Referring expression pointing data:
---------------

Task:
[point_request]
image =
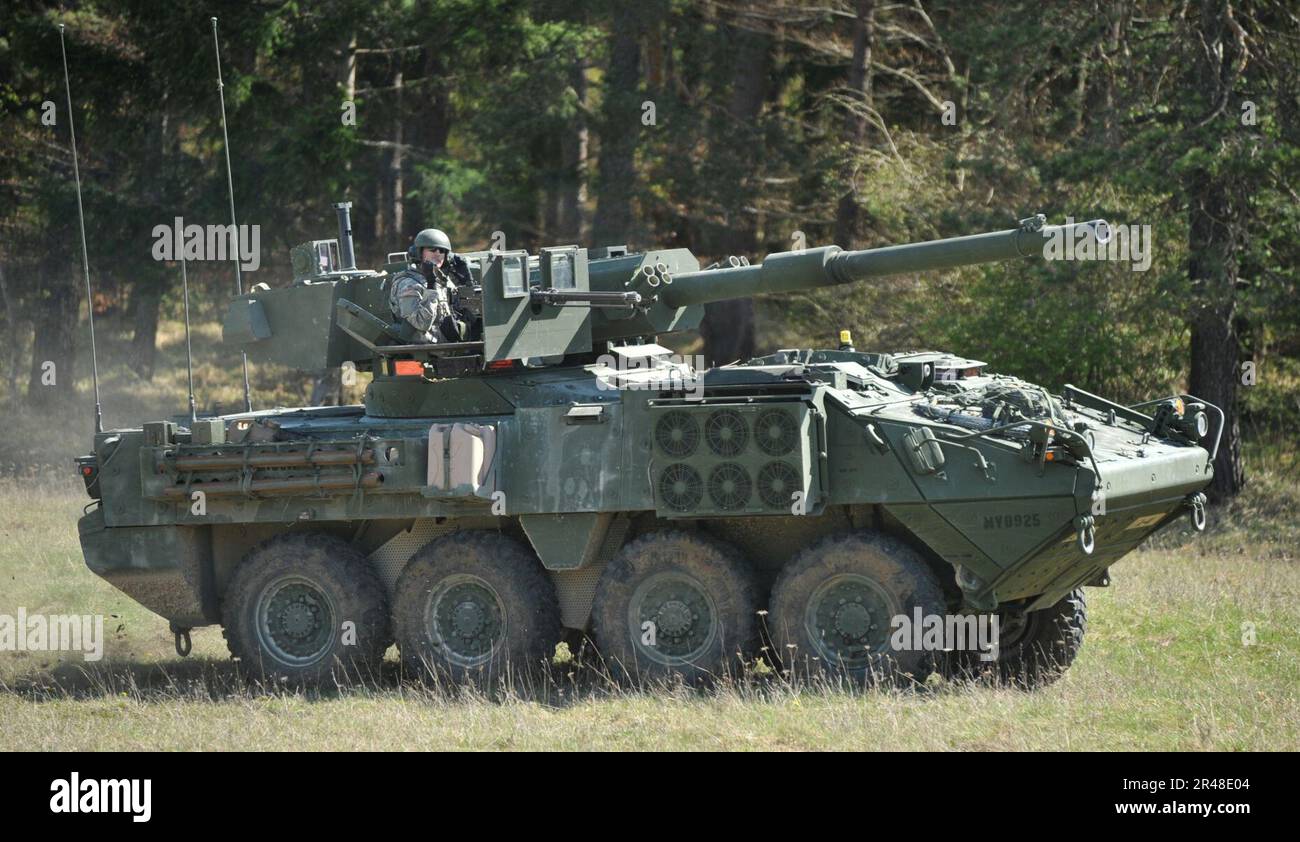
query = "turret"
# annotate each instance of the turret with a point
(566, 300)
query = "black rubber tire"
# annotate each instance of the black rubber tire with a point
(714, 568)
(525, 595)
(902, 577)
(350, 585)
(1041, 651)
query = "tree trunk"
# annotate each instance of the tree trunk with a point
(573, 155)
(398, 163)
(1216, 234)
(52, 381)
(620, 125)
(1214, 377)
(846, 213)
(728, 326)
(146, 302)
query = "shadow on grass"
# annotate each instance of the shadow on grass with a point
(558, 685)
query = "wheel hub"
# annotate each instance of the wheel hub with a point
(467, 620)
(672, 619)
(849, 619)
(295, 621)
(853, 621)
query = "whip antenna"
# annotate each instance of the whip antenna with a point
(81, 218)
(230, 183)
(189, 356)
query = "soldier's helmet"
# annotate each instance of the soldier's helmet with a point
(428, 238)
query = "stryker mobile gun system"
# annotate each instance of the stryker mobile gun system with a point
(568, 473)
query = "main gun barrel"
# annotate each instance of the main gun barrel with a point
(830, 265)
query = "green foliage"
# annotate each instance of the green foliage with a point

---------------

_What you need to do_
Work through the records above. Copy every line with the string "foliage".

_Written solution_
query = "green foliage"
# annotate each instance of the green foliage with a point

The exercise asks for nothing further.